Con sentenza 26-4-01 il Gip presso il Tribunale di Catania, a seguito di giudizio abbreviato, dichiarava G.F. responsabile, in concorso con altri soggetti, di ricettazione ex artt. 110, 648 c.p. e di detenzione di cocaina a fini di spaccio ex artt. 110, 648 c.p., 73 d.p.r. 309/90: con la diminuente del rito lo condannava a pena ritenuta di giustizia.
La Corte di appello di Catania con pronuncia 28-5-02 riduceva l’inflitta sanzione, confermando nel resto la decisione impugnata; l’imputato ha ora proposto ricorso per cassazione avverso la sentenza di secondo grado deducendone la nullità ai sensi degli artt. 125, 546 c.p.p. in quanto la motivazione era stata redatta a mano, con grafia illeggibile.
Il ricorso veniva assegnato alla IV sez. penale la quale riconosceva che si era verificata la denunciata situazione: rilevato, peraltro, che in ordine alle conseguenze della stessa si registrava un contrasto giurisprudenziale, rimetteva gli atti alle Sezioni Unite.

[Voci tratte da una raccolta]
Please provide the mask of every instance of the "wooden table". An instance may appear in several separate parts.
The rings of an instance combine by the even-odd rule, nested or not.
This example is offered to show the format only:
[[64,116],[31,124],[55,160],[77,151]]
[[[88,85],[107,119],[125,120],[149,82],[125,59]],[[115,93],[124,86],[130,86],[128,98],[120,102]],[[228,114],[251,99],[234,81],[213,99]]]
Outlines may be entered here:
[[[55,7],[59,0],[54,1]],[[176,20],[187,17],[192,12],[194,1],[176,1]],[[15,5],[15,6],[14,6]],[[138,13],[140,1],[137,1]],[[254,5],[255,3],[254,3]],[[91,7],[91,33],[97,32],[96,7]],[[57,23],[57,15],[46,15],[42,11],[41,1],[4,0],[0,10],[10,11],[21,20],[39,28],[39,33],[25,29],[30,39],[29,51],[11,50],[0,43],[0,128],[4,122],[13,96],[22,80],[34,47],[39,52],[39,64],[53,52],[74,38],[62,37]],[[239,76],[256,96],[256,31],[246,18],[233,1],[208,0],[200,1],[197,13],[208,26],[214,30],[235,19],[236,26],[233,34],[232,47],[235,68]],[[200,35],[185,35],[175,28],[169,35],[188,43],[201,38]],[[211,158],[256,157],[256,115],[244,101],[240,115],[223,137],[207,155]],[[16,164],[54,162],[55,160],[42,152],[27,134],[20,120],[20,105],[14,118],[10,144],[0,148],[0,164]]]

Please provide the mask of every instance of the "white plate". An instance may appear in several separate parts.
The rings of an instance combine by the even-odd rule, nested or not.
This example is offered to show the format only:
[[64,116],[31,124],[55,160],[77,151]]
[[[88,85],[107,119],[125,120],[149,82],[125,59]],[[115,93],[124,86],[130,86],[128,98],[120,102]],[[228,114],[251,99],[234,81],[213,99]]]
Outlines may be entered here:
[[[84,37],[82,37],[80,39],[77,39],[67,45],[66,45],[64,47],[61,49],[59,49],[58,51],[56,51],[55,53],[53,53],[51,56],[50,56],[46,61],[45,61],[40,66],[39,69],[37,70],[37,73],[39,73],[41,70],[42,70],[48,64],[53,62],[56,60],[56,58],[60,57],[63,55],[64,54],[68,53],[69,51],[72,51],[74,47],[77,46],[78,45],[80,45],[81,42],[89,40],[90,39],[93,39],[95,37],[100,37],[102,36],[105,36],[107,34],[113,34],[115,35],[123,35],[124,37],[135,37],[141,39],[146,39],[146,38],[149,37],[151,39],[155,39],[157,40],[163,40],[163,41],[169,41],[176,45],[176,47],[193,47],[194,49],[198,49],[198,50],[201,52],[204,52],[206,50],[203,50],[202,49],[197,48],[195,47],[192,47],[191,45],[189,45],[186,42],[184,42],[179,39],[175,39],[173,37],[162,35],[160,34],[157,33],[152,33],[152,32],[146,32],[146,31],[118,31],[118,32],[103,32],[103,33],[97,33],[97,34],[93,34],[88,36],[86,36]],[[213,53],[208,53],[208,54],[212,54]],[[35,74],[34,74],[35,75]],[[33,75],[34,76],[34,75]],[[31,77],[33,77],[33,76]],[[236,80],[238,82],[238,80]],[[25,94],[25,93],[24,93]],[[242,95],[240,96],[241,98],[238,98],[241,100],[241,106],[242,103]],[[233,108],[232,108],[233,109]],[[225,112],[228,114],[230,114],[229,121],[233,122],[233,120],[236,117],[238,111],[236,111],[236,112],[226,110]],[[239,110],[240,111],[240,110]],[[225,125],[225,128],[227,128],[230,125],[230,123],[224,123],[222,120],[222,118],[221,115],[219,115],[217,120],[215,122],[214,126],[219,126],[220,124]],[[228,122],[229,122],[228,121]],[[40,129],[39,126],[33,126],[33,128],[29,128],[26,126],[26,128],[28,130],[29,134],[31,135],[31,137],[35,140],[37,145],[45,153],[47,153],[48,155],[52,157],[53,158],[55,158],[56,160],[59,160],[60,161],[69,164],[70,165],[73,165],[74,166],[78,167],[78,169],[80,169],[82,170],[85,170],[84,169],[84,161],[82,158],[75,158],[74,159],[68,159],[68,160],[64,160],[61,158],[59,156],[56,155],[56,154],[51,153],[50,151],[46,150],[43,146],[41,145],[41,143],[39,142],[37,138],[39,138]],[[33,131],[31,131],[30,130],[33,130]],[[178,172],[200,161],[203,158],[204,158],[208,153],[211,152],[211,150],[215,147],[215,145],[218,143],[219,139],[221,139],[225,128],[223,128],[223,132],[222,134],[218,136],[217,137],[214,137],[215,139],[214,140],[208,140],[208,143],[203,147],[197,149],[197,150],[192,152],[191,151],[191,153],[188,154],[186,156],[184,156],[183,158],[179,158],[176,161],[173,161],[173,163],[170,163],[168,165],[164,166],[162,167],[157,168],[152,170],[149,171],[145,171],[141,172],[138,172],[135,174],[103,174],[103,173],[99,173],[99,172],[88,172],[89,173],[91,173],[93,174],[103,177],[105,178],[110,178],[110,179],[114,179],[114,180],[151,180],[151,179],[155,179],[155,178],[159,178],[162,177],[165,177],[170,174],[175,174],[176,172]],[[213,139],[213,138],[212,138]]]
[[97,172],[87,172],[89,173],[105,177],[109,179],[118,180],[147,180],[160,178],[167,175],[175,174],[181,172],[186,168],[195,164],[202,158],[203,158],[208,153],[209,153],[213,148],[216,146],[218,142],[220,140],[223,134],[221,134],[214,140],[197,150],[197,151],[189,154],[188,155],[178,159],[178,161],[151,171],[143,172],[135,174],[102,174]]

OBIETTIVO: Ricopi alla lettera il passo dell'estratto sulla sentenza che si apre con le parole contenenti "La Corte di" e si chiude con "alle Sezioni Unite.". Si basi esclusivamente sull'estratto della fonte.

RISPOSTA COMPLETA:
La Corte di appello di Catania con pronuncia 28-5-02 riduceva l’inflitta sanzione, confermando nel resto la decisione impugnata; l’imputato ha ora proposto ricorso per cassazione avverso la sentenza di secondo grado deducendone la nullità ai sensi degli artt. 125, 546 c.p.p. in quanto la motivazione era stata redatta a mano, con grafia illeggibile.
Il ricorso veniva assegnato alla IV sez. penale la quale riconosceva che si era verificata la denunciata situazione: rilevato, peraltro, che in ordine alle conseguenze della stessa si registrava un contrasto giurisprudenziale, rimetteva gli atti alle Sezioni Unite.